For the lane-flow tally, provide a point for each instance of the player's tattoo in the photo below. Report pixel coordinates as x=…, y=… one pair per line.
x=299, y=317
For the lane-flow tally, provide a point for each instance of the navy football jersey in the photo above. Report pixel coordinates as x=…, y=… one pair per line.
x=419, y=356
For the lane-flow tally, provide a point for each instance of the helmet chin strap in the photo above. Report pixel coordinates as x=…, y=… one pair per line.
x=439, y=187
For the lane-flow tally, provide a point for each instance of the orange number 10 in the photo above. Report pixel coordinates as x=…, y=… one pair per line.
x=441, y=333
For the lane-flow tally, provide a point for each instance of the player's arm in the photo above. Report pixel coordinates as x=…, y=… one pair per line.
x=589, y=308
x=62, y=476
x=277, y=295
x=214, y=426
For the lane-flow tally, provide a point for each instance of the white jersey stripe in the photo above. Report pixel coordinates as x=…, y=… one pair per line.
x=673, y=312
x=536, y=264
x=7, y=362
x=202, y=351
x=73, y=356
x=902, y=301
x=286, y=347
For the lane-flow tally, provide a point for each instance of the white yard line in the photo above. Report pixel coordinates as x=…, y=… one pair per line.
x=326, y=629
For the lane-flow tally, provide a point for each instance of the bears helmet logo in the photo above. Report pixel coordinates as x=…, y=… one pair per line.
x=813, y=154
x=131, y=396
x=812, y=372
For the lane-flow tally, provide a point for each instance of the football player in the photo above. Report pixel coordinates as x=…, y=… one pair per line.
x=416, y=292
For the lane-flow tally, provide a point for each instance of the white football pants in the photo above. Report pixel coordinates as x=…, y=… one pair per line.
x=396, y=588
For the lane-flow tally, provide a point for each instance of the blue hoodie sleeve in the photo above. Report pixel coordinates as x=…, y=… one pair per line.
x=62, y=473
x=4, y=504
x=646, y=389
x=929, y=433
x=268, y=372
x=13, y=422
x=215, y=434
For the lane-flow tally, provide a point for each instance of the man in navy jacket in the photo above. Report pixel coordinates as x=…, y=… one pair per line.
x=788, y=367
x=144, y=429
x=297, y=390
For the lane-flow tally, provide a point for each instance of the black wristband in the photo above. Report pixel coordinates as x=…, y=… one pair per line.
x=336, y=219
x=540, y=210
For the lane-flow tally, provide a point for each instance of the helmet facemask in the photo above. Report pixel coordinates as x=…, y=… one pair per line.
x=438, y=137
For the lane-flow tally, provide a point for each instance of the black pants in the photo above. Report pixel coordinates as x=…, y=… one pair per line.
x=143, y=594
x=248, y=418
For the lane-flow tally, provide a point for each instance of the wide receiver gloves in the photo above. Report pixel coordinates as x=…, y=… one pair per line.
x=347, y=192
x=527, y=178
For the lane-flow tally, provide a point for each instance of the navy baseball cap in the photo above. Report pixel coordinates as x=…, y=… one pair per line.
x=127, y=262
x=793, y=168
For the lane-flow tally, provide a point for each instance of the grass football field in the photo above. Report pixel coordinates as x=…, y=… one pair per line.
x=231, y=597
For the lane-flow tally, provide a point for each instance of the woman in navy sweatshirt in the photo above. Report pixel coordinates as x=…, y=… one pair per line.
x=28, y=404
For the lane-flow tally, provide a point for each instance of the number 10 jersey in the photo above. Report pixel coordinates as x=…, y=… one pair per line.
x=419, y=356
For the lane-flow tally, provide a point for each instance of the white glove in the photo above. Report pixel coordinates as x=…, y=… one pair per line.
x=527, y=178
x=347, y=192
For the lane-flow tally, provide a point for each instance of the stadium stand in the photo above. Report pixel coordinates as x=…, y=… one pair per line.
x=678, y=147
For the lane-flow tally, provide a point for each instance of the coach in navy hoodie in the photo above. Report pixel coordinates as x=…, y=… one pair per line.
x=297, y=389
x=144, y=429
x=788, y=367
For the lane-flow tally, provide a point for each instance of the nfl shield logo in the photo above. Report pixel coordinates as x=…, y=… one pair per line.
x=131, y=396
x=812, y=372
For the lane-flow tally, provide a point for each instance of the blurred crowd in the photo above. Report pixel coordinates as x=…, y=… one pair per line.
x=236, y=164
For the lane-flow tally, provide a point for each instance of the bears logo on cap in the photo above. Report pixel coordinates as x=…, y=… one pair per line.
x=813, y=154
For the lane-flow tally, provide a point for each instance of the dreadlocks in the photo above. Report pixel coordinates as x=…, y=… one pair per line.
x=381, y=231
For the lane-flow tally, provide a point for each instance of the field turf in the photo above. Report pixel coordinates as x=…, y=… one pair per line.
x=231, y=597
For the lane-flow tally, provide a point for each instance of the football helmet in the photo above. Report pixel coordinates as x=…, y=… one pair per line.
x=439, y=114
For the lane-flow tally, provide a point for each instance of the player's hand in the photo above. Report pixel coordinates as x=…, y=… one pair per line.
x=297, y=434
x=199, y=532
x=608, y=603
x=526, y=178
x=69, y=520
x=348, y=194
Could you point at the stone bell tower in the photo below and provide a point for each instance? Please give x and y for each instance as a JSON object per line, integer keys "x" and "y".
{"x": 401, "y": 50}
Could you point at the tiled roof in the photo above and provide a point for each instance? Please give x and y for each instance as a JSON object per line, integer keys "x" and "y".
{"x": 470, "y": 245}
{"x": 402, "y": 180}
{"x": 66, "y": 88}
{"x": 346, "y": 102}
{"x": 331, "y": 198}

■ ■ ■ ■ ■ ■ ■

- TO DO
Give back all of the data above without any alteration.

- ANSWER
For the lane-flow tally, provide a point for each instance of the player's tattoo in the photo below. Report pixel coordinates as x=…, y=… one pair per line.
x=299, y=317
For the lane-flow tally, provide a point for each instance of the navy football jersey in the photo above. Report pixel coordinates as x=…, y=… one pair per line.
x=419, y=356
For the lane-flow tally, provide a point for each instance of the helmet chin strap in the photo above. Report pixel coordinates as x=…, y=… one pair per line.
x=439, y=187
For the lane-flow tally, provide a point for each instance of the orange number 10 in the photo above. Report pixel coordinates as x=…, y=… one pair per line.
x=441, y=333
For the lane-flow tally, provide a point for each instance of the player's arm in the photo above. Report pixel coordinates as x=…, y=… one pair per line.
x=589, y=308
x=62, y=476
x=277, y=295
x=214, y=426
For the lane-flow tally, provide a point for each instance of the white jersey stripe in the photo above. Report pixel coordinates as x=…, y=… one pair per line.
x=673, y=312
x=536, y=264
x=7, y=362
x=202, y=351
x=73, y=356
x=902, y=301
x=286, y=347
For the lane-flow tally, provide a point for each instance of the white yard line in the photo above. Report pixel coordinates as x=…, y=… one pair per line.
x=326, y=629
For the lane-flow tally, provide a point for each instance of the bears helmet logo in the photo above. Report pixel coordinates as x=…, y=… one pair per line.
x=813, y=154
x=131, y=396
x=812, y=372
For the lane-flow tally, provide a point for each instance of the football player in the photo above. Report pixel coordinates as x=…, y=… one pair per line.
x=416, y=292
For the lane-flow tally, provide a point for each instance of the white football pants in the photo above. Report pixel coordinates as x=…, y=… one pair per line.
x=396, y=588
For the lane-flow tally, provide a point for each instance of the blue hoodie sleeve in the photo above. Report pixel coordinates as x=…, y=… one pair per line.
x=62, y=473
x=4, y=504
x=646, y=389
x=929, y=433
x=268, y=372
x=13, y=422
x=215, y=434
For the lane-flow tally, provide a point for each instance of the man in navy jacket in the photo above. Report pixel coordinates as x=…, y=… one pair per line.
x=788, y=367
x=144, y=429
x=297, y=390
For the lane-flow tally, provide a point for each instance of the black wristband in the photo above. Report pixel coordinates as x=…, y=… one pair per line.
x=336, y=219
x=540, y=210
For the lane-flow tally, provide a point for each instance of the helmet facemask in the photo above. Report pixel coordinates as x=…, y=… one pair per line.
x=438, y=137
For the lane-flow tally, provide a point for each instance of the black pants in the photo above. Report pixel coordinates as x=…, y=… one pair per line.
x=143, y=594
x=248, y=418
For the lane-flow tally, provide a point for each instance of the wide receiver gloves in the photo above. Report pixel coordinates as x=…, y=… one pair per line.
x=347, y=192
x=527, y=178
For the lane-flow tally, provide a point for each instance of the navy baseball cap in the photo above. Report pixel coordinates as x=…, y=… one pair per line.
x=127, y=262
x=793, y=168
For the lane-flow tally, provide a point for each instance of the grass football field in the photo above. Report pixel coordinates as x=…, y=… one pair per line.
x=231, y=597
For the lane-flow tally, provide a point for each instance of the woman in navy sweatshirt in the photo above. Report pixel coordinates as x=…, y=… one pair per line.
x=28, y=404
For the lane-flow tally, provide a point for each instance of the number 10 jersey in the photo above. Report pixel coordinates as x=…, y=… one pair per line.
x=419, y=356
For the lane-flow tally, provide a point for each instance of the white glove in the photo above. Report pixel coordinates as x=…, y=… one pair per line.
x=527, y=178
x=347, y=192
For the lane-flow tally, provide a point for each instance of the stadium stand in the photo above. Report pixel coordinates as x=…, y=… one pair per line.
x=678, y=147
For the lane-flow tally, provide a point for each instance of the coach in navy hoodie in the photo above. Report pixel coordinates as x=…, y=… one pair per line.
x=297, y=389
x=144, y=429
x=788, y=367
For the lane-flow tally, provide a point for each instance of the nfl shield logo in the photo above. Report pixel coordinates as x=…, y=… one pair per line.
x=131, y=396
x=812, y=372
For the lane-flow tally, provide a point for each instance of the blurred crowd in the photo above. Report pixel coordinates as x=…, y=… one pair per line.
x=236, y=164
For the lane-flow tally, provide a point for each instance of the bears logo on cap in the photo above. Report pixel coordinates as x=…, y=… one pair per line.
x=813, y=154
For the lane-flow tally, provide a point for each instance of the dreadlocks in the photo above. Report pixel coordinates as x=…, y=… one pair per line.
x=381, y=231
For the lane-flow tally, provide a point for each instance of the field turf in the photo above. Report pixel coordinates as x=…, y=… one pair per line.
x=231, y=597
For the lane-flow tally, provide a point for each instance of the football helmet in the photo above. Report pixel coordinates as x=…, y=… one pair per line.
x=439, y=114
For the lane-flow tally, provide a point for each instance of the player's hand in the photo above. Report pixel coordinates as x=…, y=… one pair per line.
x=297, y=434
x=199, y=532
x=608, y=603
x=526, y=178
x=69, y=520
x=348, y=194
Could you point at the stone bell tower in the photo below and provide a point for each instance? Please give x and y for each instance as a JSON object per line, integer keys "x" and "y".
{"x": 401, "y": 50}
Could you point at the tiled roof in the photo above and provide a point for each instance? Please give x and y for each instance as a JSON object per line, integer keys "x" and "y".
{"x": 470, "y": 245}
{"x": 402, "y": 180}
{"x": 66, "y": 88}
{"x": 346, "y": 102}
{"x": 331, "y": 198}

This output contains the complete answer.